[Start of Attachment]

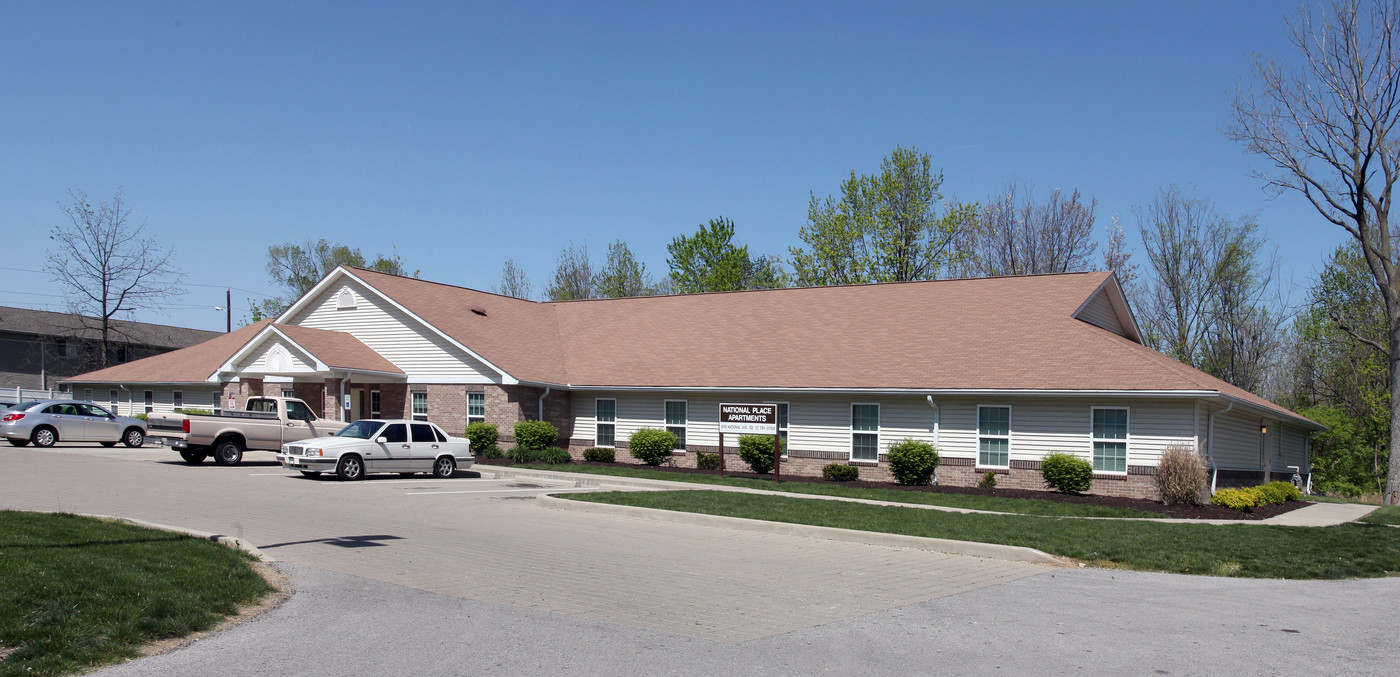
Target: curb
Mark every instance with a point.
(220, 539)
(987, 550)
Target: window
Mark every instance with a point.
(475, 407)
(1110, 439)
(864, 431)
(676, 421)
(993, 437)
(605, 423)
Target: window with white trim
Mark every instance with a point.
(605, 423)
(993, 435)
(864, 431)
(1110, 439)
(475, 407)
(676, 421)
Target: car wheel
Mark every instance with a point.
(44, 437)
(444, 467)
(133, 438)
(350, 467)
(228, 452)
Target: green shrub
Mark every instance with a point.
(1285, 490)
(913, 462)
(651, 446)
(1239, 500)
(536, 435)
(758, 452)
(840, 473)
(1067, 473)
(1180, 476)
(482, 435)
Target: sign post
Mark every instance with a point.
(751, 420)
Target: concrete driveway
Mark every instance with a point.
(462, 576)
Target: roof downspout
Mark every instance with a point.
(937, 425)
(1210, 445)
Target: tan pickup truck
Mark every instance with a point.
(265, 424)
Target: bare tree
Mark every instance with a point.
(1019, 237)
(514, 283)
(1208, 300)
(108, 266)
(1326, 127)
(573, 274)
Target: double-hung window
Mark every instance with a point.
(475, 407)
(676, 421)
(864, 431)
(993, 435)
(1110, 439)
(605, 423)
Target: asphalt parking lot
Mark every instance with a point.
(451, 576)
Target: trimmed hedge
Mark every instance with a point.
(840, 473)
(1067, 473)
(651, 446)
(912, 462)
(758, 452)
(536, 435)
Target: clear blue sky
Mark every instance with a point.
(466, 133)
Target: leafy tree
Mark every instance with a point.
(623, 276)
(886, 227)
(107, 266)
(709, 260)
(573, 274)
(298, 267)
(1018, 235)
(514, 283)
(1206, 298)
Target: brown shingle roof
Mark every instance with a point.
(338, 348)
(188, 365)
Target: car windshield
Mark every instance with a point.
(360, 430)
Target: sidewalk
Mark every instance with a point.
(1312, 515)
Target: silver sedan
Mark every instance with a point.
(49, 421)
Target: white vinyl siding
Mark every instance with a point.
(993, 435)
(1109, 434)
(410, 346)
(676, 421)
(605, 425)
(864, 431)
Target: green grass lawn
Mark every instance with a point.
(970, 501)
(77, 593)
(1227, 550)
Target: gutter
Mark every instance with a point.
(1210, 446)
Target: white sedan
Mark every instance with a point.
(380, 446)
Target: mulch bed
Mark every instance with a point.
(1137, 504)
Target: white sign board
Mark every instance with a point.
(749, 418)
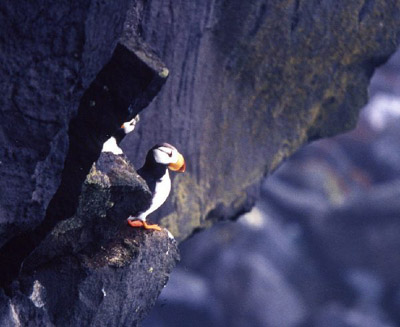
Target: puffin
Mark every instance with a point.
(112, 144)
(159, 160)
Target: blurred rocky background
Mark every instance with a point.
(320, 248)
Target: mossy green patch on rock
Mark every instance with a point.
(250, 83)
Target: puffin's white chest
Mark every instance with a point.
(111, 146)
(161, 192)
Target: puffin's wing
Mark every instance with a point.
(150, 180)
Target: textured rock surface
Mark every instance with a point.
(50, 52)
(123, 87)
(250, 83)
(92, 269)
(321, 246)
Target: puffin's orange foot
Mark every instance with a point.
(155, 226)
(135, 223)
(140, 223)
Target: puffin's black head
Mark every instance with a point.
(164, 154)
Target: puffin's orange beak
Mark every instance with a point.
(179, 166)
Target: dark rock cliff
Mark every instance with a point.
(249, 83)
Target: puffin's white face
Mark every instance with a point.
(171, 157)
(129, 126)
(165, 155)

[End of Attachment]

* [YOUR OBJECTIVE]:
Give back an exact repeat of the lines from the top of the data through the line that holds "Target: green shrub", both included, and omit pictures.

* [EXERCISE ANSWER]:
Target: curb
Mark every instance with a point.
(220, 539)
(987, 550)
Target: window
Mark every instance with a point.
(475, 407)
(1110, 439)
(864, 431)
(676, 421)
(993, 437)
(605, 423)
Target: window with white trim
Mark every instance with a point.
(605, 423)
(993, 435)
(864, 431)
(1110, 439)
(475, 407)
(676, 421)
Target: car wheel
Mark every instance with a point.
(44, 437)
(444, 467)
(133, 438)
(350, 467)
(228, 452)
Target: green shrub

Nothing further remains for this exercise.